[Location labeling records]
--------------------------------------------------

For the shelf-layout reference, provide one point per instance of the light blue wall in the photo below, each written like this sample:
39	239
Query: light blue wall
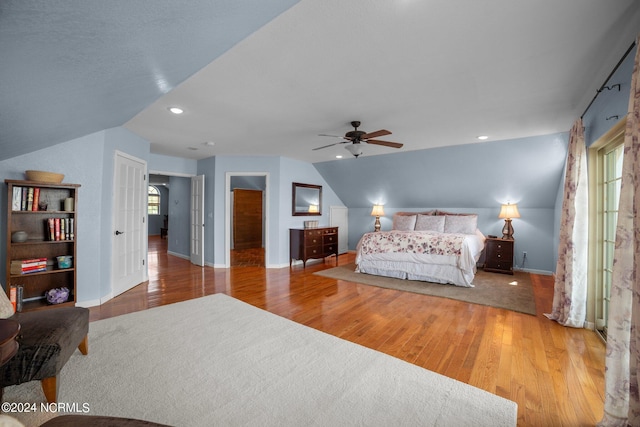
469	178
169	165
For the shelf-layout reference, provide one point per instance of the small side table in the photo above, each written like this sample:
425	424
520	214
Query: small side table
498	255
9	330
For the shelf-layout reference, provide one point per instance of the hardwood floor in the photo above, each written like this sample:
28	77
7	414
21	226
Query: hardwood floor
554	374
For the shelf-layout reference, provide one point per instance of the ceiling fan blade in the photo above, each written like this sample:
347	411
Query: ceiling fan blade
381	132
385	143
327	146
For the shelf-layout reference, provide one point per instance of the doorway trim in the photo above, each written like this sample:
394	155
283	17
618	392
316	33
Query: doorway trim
227	216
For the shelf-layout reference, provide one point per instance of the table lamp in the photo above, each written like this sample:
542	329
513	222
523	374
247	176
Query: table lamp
377	211
507	212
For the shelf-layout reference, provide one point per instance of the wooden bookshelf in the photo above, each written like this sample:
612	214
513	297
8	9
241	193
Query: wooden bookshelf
41	243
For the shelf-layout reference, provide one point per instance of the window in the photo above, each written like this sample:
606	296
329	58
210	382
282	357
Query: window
153	202
608	175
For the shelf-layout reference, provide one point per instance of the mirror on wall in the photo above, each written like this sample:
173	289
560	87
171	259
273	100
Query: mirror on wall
307	199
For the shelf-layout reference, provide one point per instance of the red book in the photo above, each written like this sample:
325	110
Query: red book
52	232
13	296
36	198
29	261
34	269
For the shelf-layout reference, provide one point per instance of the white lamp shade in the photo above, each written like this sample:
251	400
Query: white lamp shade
377	210
509	211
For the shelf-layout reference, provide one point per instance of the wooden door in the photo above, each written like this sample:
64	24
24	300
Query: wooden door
197	220
247	219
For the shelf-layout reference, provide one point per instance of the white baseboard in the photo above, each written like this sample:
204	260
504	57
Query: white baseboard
178	255
534	271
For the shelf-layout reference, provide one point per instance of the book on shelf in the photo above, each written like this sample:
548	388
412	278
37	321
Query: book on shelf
36	199
50	226
25	192
28	266
30	199
16	201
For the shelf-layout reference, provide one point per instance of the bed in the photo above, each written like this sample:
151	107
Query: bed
433	246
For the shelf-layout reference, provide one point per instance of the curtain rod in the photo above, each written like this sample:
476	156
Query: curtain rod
608	77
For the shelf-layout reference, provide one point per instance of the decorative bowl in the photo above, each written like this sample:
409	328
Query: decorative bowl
19	236
42	176
57	295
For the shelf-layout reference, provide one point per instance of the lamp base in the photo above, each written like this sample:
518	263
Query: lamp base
507	230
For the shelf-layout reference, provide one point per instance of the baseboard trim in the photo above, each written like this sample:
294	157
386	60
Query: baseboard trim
534	271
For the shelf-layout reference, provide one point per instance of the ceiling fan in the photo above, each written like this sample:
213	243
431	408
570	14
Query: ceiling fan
357	136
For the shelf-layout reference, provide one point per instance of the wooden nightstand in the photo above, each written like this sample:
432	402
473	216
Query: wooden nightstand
498	255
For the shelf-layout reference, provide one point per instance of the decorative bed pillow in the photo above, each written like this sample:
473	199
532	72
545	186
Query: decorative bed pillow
403	213
430	223
437	212
404	222
465	224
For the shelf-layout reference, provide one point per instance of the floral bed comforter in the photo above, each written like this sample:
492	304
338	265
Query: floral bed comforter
423	242
421	255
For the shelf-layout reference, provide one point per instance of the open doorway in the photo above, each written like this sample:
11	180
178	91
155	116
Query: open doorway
169	225
246	225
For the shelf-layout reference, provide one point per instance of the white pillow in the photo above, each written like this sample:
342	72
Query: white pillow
6	308
464	224
430	223
404	222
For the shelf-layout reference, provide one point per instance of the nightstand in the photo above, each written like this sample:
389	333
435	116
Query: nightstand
498	255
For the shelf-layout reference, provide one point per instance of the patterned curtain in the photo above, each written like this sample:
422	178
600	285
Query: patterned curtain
622	401
570	290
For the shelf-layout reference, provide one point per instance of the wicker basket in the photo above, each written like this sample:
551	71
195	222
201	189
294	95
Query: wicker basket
41	176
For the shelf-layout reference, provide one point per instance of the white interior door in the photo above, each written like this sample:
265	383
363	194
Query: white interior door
197	220
129	249
339	217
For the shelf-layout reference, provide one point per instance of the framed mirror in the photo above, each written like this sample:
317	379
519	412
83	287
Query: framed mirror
307	199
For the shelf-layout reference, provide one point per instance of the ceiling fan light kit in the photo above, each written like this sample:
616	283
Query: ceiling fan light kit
356	137
354	149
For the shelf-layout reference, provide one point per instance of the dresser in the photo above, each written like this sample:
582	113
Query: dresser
498	255
308	243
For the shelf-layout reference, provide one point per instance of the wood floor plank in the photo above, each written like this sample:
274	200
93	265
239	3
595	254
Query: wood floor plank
555	374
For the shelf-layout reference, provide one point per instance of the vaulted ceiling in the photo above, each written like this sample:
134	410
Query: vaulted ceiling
265	78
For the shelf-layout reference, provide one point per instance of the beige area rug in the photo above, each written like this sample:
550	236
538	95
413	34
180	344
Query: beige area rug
219	361
493	289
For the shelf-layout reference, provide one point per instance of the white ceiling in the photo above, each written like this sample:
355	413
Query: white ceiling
433	72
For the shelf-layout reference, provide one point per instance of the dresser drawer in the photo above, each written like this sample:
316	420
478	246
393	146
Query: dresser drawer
310	243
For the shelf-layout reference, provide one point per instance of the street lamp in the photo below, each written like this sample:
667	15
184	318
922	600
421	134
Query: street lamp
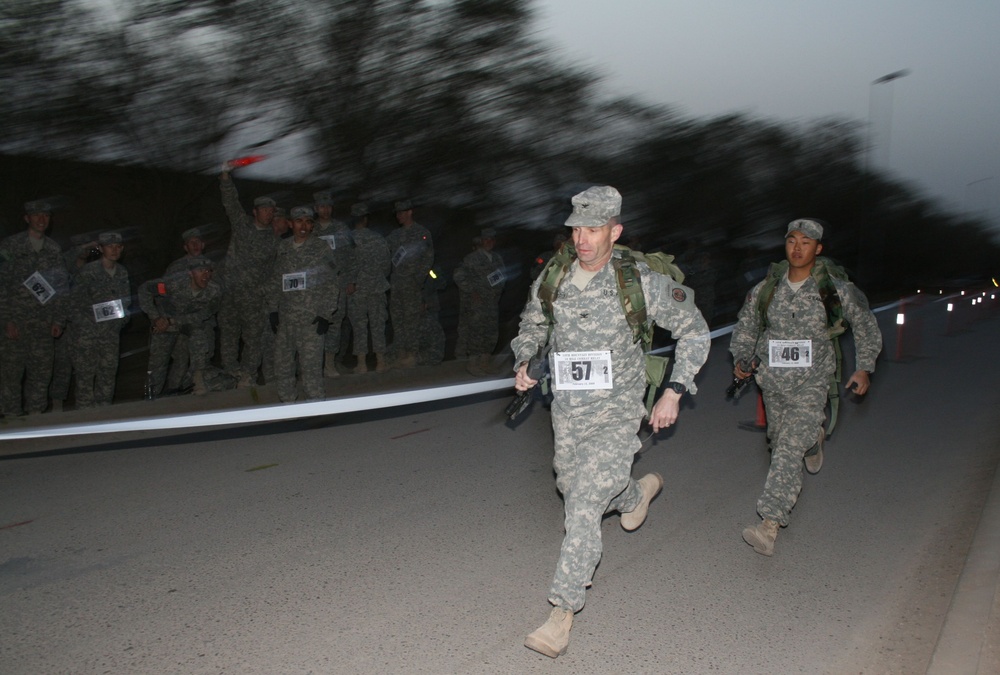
869	253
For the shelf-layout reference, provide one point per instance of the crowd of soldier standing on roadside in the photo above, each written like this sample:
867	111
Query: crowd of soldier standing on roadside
279	299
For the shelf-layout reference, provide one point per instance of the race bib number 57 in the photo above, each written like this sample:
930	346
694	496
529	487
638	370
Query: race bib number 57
582	370
790	353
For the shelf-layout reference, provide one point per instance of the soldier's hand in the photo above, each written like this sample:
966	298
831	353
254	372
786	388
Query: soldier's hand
665	411
521	381
860	381
322	325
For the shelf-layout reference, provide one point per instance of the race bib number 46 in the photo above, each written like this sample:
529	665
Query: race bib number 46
294	281
582	370
108	311
39	287
790	353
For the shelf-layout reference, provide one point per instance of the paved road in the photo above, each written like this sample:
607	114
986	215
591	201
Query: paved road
422	540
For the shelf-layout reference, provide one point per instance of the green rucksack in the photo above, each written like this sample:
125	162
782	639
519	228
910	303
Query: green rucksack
823	272
630	295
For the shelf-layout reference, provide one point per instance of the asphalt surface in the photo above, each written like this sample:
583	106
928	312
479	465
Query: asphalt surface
422	539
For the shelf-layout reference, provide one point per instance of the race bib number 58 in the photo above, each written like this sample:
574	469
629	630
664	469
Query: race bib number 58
582	370
790	353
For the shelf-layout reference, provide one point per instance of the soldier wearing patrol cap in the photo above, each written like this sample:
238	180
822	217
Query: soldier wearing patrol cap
302	304
480	279
337	236
35	283
785	325
182	308
599	378
412	250
252	246
102	299
366	307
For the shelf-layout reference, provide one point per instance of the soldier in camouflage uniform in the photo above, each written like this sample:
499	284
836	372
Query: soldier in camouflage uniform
412	251
480	280
249	258
367	305
797	361
337	235
302	299
182	307
595	426
101	301
35	286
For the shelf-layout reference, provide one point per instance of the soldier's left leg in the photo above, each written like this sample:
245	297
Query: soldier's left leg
593	463
801	412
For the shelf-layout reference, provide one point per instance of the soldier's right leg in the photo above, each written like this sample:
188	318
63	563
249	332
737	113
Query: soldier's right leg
161	346
12	367
284	363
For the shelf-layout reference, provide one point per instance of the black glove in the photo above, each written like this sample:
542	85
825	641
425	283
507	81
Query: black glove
322	325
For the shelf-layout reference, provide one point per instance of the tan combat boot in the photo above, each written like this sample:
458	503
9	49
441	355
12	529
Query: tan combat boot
650	484
552	638
330	369
814	462
762	536
198	377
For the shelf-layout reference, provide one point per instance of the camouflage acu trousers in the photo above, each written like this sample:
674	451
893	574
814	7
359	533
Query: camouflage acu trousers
794	418
28	358
298	338
593	463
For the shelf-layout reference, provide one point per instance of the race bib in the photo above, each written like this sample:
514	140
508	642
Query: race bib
39	287
293	281
108	311
582	370
790	353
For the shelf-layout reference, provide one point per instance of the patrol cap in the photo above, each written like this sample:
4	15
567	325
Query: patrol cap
105	238
595	206
199	262
810	227
37	206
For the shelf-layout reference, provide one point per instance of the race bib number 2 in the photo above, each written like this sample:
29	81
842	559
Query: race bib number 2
108	311
790	353
582	370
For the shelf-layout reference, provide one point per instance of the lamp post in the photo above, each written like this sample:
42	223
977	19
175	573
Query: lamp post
871	251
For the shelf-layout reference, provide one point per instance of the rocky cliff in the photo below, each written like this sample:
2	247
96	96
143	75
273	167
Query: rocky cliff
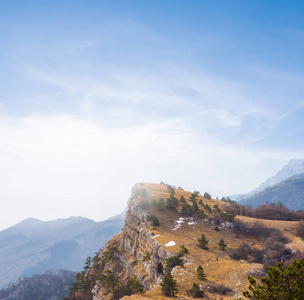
135	242
137	259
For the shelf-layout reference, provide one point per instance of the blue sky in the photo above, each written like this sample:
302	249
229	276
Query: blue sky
98	95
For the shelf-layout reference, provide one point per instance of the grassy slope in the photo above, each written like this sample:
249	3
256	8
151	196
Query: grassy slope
218	266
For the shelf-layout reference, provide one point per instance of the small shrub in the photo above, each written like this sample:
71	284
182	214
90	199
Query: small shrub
200	273
161	204
183	250
168	286
172	262
300	229
108	255
222	244
207	195
147	257
133	286
153	218
171	202
242	252
196	292
219	289
143	204
187	209
203	242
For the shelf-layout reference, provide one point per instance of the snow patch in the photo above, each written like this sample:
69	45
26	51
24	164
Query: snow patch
171	243
179	223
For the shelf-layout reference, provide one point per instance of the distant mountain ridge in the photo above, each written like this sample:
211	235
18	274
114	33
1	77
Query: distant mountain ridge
294	167
289	192
48	286
33	246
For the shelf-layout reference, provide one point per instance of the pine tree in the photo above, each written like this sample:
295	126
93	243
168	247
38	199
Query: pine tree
203	242
200	273
196	291
222	244
168	286
281	283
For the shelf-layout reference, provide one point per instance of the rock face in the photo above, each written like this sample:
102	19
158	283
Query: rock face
134	243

--------------------------------------------------

● PROMPT
Copy exactly, please, the lines that run from the line holding "of the rocky" through the closing line of the material above, omitting every picture.

● EXERCISE OUTPUT
For the shelf-layout reference, provide one point per instance of the rocky cliff in the photo below, each written like this sample:
2	247
96	96
143	75
273	167
Query: rocky cliff
135	242
137	259
For the shelf-layout reference, provide one point per instance of the blue sky in the photo above, each written like this sample:
302	249
229	276
Query: blue sky
98	95
For the shelf-layout reference, provide one point per instance of the grassy slope in the photo above, each written like this sample:
249	3
256	8
151	196
Query: grassy slope
218	266
For the shelf-layout reference, provide one point per instance of the small shrub in the photo above, each written like this sample:
71	284
182	214
90	199
Query: small shrub
200	273
161	204
183	250
168	286
172	262
300	229
108	255
222	244
207	195
147	257
133	286
153	218
171	202
242	252
196	292
219	289
143	204
187	209
203	242
For the shelf-layout reference, provide one point per instance of the snow patch in the photo above, each written like this sample:
69	45
26	51
24	164
Query: snow patch
171	243
179	223
For the shelf-layout reference, provide one point per instance of the distant mountain ridge in the photo above, each written like this sample:
211	235
18	274
114	33
1	77
Query: distant mountain ridge
294	167
289	192
48	286
33	246
For the shelf-layout reference, provide one point per instance of the pine tree in the photo above, each written like this sample:
295	126
93	243
168	247
38	199
Query: pine tree
203	242
200	273
196	291
222	244
168	286
281	283
For the shelf-layout reference, provide one point per instance of the rock face in the photo above, each written like this sample:
102	19
158	283
Query: rock face
134	243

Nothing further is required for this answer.